→ Work task:
Go through the records below and show every line with the string "wooden".

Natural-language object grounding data
--*--
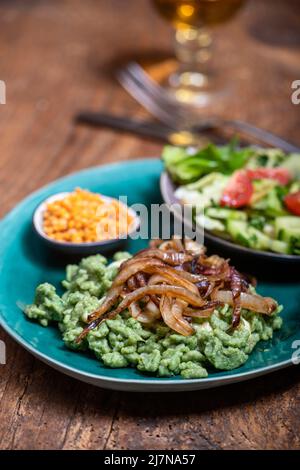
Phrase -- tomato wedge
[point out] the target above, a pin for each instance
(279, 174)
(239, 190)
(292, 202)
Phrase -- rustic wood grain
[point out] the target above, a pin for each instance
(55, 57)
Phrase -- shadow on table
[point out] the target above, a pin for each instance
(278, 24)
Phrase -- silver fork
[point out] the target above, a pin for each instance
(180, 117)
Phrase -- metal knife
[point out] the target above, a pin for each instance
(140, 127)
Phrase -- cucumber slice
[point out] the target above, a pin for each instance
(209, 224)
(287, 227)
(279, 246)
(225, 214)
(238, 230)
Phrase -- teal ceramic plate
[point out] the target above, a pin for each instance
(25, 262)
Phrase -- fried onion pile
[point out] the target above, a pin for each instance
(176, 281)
--*--
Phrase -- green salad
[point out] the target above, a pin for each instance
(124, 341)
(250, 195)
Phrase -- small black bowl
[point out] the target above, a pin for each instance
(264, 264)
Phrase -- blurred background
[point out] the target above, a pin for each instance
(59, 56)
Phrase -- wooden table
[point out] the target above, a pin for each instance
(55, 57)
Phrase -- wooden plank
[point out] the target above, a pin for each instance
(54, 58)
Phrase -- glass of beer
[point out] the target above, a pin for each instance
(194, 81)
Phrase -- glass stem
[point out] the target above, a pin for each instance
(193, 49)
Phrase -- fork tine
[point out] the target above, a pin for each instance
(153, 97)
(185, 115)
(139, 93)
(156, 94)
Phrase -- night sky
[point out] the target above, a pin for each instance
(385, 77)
--*--
→ Expected answer:
Phrase -- wooden table
Phrase -- wooden plank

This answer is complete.